## BEGIN RECORDS FOR THE TASK
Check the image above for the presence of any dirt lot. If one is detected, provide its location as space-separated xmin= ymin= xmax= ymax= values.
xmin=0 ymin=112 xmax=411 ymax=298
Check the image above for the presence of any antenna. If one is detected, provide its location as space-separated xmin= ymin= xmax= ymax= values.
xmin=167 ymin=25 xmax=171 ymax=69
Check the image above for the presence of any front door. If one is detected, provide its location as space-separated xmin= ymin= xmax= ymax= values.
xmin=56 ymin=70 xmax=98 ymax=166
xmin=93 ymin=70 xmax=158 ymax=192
## END RECORDS FOR THE TASK
## BEGIN RECORDS FOR THE TASK
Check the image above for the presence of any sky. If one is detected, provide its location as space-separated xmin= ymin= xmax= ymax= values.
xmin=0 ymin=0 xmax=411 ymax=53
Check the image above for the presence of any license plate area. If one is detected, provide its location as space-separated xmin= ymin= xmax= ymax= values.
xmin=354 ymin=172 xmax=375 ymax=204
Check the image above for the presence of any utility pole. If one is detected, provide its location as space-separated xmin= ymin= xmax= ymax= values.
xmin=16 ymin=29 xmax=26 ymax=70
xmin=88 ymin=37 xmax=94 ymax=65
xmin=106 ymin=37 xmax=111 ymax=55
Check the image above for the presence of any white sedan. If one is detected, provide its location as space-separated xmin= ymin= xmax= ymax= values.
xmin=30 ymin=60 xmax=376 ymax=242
## END RECORDS FOR THE TASK
→ **WRITTEN EXERCISE**: Could you give the entries starting at the line that contains "Check the image above for the presence of any sky." and ending at the line that contains "xmin=30 ymin=60 xmax=376 ymax=242" as a two-column CSV with the columns text and answer? Put one row per entry, with each field quoted and any line breaks turned into spaces.

→ **RESPONSE TO THE EXERCISE**:
text,answer
"Check the image above for the presence of any sky. If one is detected, provide its location as space-separated xmin= ymin= xmax= ymax= values.","xmin=0 ymin=0 xmax=411 ymax=53"
"Check the image above for the presence of any license plate area. If one is detected, provide its location as space-separated xmin= ymin= xmax= ymax= values.","xmin=354 ymin=172 xmax=375 ymax=204"
"Check the image above for the presence of any utility pole. If one is detected, provide its location as space-separated xmin= ymin= xmax= ymax= values.","xmin=16 ymin=29 xmax=26 ymax=70 xmin=88 ymin=37 xmax=94 ymax=65 xmin=106 ymin=37 xmax=111 ymax=55"
"Check the image above for the presence of any white sedan. If one is detected, provide its location as space-separated xmin= ymin= xmax= ymax= values.","xmin=30 ymin=60 xmax=376 ymax=242"